# THINGS TO DO
(A) In the essay about being "spiritual but not religious," at what age does the writer say they had little to show for their hard work?
(B) From the essay on being "spiritual but not religious," set down word for word the part that opens with the words containing "But none of" and closes with "to be easy.".
(C) Resume the essay on being "spiritual but not religious" from its last sentence.

# EXTRACT
I am a member of the MySpace generation. We made noise when, in our online profiles, we described ourselves as “spiritual but not religious.” Too educated in science to settle for Christianity; too open minded to be atheists. We were the spiritual rebels who weren’t willing to accept binary choices. We didn’t have the answers yet but, no problem, we were going to take our time to figure it out. Yet ever since proudly declaring our spiritual status publicly in 2003, realistically, what has that meant to most of us in our lives since? Until recently, for me, it had meant almost nothing.
Sure, I had some mind-expanding experiences in college – noticed some examples of what Carl Jung would call “synchronicities”- learned about quantum physics and how consciousness can’t be explained – and had some peak experiences on mind altering substances that seemed to connect all the dots.
But none of those fantastic theories or trippy visuals helped me out on a daily basis. And as a young adult entering a recession economy, I pursued the religion I was raised on that in America runs even deeper than Christianity: feed yourself to the capitalist system and work yourself to death in the hopes of getting rich. It wasn’t long before I grew quite frustrated with this way of life. I worked hard, even quit a job to chase my dream of writing for film (working myself to death even more), but suddenly, there I was at age 30 and nothing to show for it except a mostly empty bank account, an extremely indignant and negative attitude, and near daily panic attacks. I knew it was time to look within. But there was no map to chart the course. This wasn’t going to be easy.

# INFORMATION SHOWN
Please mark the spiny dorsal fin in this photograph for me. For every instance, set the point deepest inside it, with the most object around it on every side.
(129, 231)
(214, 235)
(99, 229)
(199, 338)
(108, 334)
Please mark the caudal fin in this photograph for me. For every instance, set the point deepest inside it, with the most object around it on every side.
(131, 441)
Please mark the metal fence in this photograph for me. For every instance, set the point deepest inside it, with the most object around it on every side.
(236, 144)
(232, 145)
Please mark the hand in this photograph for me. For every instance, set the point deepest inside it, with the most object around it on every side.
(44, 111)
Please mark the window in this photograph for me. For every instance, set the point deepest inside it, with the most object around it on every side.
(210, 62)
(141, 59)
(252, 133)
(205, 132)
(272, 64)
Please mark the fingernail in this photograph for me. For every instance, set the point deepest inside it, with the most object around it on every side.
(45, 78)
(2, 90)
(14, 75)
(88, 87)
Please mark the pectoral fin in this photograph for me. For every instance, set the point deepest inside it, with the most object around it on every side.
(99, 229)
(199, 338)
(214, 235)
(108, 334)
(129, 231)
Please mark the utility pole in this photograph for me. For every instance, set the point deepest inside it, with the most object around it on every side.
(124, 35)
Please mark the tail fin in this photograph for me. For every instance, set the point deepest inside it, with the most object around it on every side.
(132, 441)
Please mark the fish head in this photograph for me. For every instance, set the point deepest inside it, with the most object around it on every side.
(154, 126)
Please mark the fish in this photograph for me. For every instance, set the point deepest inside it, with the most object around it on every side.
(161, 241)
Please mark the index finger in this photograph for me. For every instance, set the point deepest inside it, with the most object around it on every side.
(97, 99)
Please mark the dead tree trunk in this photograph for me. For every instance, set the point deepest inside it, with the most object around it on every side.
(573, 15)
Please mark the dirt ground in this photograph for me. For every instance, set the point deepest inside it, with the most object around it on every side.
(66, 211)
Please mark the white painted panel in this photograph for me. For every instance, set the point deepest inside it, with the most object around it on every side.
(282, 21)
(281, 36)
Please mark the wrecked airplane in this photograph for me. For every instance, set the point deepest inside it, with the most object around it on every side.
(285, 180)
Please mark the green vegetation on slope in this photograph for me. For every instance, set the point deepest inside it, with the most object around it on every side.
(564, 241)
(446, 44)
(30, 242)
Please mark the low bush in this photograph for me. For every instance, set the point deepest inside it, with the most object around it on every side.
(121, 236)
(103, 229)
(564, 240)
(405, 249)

# ANSWERS TO THE TASKS
(A) Age 30.

(B)
But none of those fantastic theories or trippy visuals helped me out on a daily basis. And as a young adult entering a recession economy, I pursued the religion I was raised on that in America runs even deeper than Christianity: feed yourself to the capitalist system and work yourself to death in the hopes of getting rich. It wasn’t long before I grew quite frustrated with this way of life. I worked hard, even quit a job to chase my dream of writing for film (working myself to death even more), but suddenly, there I was at age 30 and nothing to show for it except a mostly empty bank account, an extremely indignant and negative attitude, and near daily panic attacks. I knew it was time to look within. But there was no map to chart the course. This wasn’t going to be easy.

(C)
Despite progressing in many ways, we still live in a time of absolutes. People want clear answers without room for nuance. Most religions are built around catering to this human insecurity. If you do this, you go to heaven; do that, you go to hell. People use science in almost the same way, citing the tests that have resulted in clear answers, while avoiding the unanswered experiments (like the double slit) that force us to ask bigger questions about our reality – and leave open the possibility that we will never have a final answer. This human fear of the unknown and our unwillingness to stare it in the face has pervaded all our institutions and makes trying to understand a mystery as complex as our universe (and how we fit in) an extraordinarily difficult task. Because to explore this holistically you would need to be someone who respects and understands the science – but is also open to examining the things science can’t explain definitively.
Add to this a cultural backdrop where we are so busy and have so prioritized work, relationships, and our constant use of social media above all else that, when it comes to a topic like spirituality, we are all hoping for an easy way out. What I’ll call a “magic elixir.”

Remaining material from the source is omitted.